→ The exercise
How many lines in the items below contain the string "lamp"? Give only the number.
— Start of Provided entries —
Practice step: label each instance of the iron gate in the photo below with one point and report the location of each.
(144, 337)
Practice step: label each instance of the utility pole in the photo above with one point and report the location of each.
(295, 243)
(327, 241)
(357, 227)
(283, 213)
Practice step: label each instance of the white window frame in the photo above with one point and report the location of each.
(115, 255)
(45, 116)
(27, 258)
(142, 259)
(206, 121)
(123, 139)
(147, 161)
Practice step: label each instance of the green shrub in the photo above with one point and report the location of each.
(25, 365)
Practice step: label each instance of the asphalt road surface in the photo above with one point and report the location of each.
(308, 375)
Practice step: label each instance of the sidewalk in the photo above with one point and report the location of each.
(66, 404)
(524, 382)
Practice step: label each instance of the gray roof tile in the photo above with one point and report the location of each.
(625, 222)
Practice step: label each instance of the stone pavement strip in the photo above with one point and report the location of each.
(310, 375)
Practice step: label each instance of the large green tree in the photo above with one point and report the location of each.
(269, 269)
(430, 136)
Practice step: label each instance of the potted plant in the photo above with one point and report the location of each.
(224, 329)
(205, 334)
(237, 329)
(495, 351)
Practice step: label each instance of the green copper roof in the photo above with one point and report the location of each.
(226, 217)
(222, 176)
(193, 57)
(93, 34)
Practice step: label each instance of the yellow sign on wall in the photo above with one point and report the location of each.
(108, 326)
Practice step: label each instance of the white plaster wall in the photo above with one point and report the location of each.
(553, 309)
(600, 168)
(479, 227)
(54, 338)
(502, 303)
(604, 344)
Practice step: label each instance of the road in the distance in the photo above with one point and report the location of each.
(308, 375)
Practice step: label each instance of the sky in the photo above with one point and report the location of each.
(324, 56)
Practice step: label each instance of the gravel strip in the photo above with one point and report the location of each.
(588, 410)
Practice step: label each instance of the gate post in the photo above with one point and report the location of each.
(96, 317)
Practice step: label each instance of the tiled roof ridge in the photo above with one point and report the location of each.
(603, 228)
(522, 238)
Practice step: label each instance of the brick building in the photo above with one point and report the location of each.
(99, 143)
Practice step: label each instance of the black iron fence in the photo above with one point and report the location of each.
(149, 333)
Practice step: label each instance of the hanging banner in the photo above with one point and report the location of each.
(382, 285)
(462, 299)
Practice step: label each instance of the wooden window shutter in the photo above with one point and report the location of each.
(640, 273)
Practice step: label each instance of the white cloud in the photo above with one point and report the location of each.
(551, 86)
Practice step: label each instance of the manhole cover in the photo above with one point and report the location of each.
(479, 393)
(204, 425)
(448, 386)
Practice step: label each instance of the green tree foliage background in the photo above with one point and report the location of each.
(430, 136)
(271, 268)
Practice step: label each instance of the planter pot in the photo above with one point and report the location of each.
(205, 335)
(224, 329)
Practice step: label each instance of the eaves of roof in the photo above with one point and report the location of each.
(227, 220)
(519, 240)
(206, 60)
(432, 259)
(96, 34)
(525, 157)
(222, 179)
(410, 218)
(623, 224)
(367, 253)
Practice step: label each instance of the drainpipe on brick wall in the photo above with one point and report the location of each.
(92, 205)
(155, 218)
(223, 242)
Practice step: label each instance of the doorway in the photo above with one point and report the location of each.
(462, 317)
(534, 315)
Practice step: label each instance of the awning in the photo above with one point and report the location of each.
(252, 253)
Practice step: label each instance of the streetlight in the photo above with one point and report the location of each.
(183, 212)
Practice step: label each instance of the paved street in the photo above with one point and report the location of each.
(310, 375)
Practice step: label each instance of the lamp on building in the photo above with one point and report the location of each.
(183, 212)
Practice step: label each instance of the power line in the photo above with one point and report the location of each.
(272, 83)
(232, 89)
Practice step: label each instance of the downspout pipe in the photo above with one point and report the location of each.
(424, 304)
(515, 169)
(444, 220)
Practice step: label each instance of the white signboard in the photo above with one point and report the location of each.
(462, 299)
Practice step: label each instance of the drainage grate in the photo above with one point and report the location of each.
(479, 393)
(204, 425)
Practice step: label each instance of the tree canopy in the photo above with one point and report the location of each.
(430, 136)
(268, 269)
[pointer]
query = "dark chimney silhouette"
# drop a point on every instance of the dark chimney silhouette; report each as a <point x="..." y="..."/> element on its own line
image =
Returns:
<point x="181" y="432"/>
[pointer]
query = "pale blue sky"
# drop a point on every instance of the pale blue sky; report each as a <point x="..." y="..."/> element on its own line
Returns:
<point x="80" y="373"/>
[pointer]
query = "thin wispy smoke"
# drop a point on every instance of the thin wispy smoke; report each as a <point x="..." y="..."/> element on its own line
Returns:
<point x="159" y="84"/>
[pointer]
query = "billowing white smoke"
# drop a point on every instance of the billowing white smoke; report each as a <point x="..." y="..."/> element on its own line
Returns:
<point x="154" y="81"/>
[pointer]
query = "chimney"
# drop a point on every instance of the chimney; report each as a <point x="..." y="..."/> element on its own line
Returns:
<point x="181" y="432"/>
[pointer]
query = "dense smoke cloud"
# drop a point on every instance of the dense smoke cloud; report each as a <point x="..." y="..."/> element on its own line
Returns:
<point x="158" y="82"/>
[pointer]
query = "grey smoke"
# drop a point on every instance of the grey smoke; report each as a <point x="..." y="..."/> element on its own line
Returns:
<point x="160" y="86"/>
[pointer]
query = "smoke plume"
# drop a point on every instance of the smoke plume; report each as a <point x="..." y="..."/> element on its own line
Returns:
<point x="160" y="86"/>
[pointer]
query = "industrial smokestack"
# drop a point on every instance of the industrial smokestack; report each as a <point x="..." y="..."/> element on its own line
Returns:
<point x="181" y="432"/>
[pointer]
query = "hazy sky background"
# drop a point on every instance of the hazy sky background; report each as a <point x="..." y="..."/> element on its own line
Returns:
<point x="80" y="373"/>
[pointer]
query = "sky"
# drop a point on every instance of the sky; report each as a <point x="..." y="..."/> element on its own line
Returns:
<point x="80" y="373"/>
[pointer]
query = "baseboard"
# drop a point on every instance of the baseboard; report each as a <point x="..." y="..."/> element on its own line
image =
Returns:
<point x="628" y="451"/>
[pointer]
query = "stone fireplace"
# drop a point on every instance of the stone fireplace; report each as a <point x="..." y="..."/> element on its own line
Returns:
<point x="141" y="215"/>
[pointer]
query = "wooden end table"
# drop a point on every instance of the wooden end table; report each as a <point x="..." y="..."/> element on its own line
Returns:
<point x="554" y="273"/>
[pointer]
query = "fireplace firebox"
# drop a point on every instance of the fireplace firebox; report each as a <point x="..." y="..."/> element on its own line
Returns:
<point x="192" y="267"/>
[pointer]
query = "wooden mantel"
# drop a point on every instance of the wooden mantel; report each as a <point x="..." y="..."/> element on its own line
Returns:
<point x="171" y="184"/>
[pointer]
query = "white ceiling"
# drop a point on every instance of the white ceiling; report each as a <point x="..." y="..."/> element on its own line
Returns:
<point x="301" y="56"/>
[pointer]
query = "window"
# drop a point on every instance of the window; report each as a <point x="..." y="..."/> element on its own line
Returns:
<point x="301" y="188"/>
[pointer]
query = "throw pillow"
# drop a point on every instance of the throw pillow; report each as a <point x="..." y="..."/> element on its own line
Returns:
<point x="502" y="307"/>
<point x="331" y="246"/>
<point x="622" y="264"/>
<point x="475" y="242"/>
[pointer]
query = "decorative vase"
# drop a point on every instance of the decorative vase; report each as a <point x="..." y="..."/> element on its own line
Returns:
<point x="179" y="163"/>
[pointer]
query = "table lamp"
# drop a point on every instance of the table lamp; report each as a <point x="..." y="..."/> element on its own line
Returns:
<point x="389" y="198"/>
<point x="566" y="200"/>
— End of Provided entries —
→ Complete output
3